Your task:
Pictures excluded, return every entry exactly, please.

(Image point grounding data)

▬▬▬▬▬▬

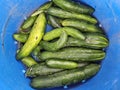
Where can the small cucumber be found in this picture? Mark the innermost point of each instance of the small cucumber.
(34, 38)
(54, 22)
(61, 64)
(40, 70)
(28, 23)
(28, 61)
(42, 8)
(20, 37)
(93, 40)
(36, 51)
(72, 6)
(81, 25)
(55, 33)
(53, 46)
(74, 54)
(65, 14)
(65, 77)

▬▬▬▬▬▬

Written solution:
Where can the small cucumber be found in this picture? Mark the innermost point of each instance of the small cucumber.
(34, 38)
(54, 22)
(61, 64)
(40, 70)
(28, 23)
(28, 61)
(42, 8)
(20, 37)
(93, 40)
(36, 51)
(72, 6)
(81, 25)
(55, 33)
(53, 46)
(74, 54)
(65, 14)
(65, 77)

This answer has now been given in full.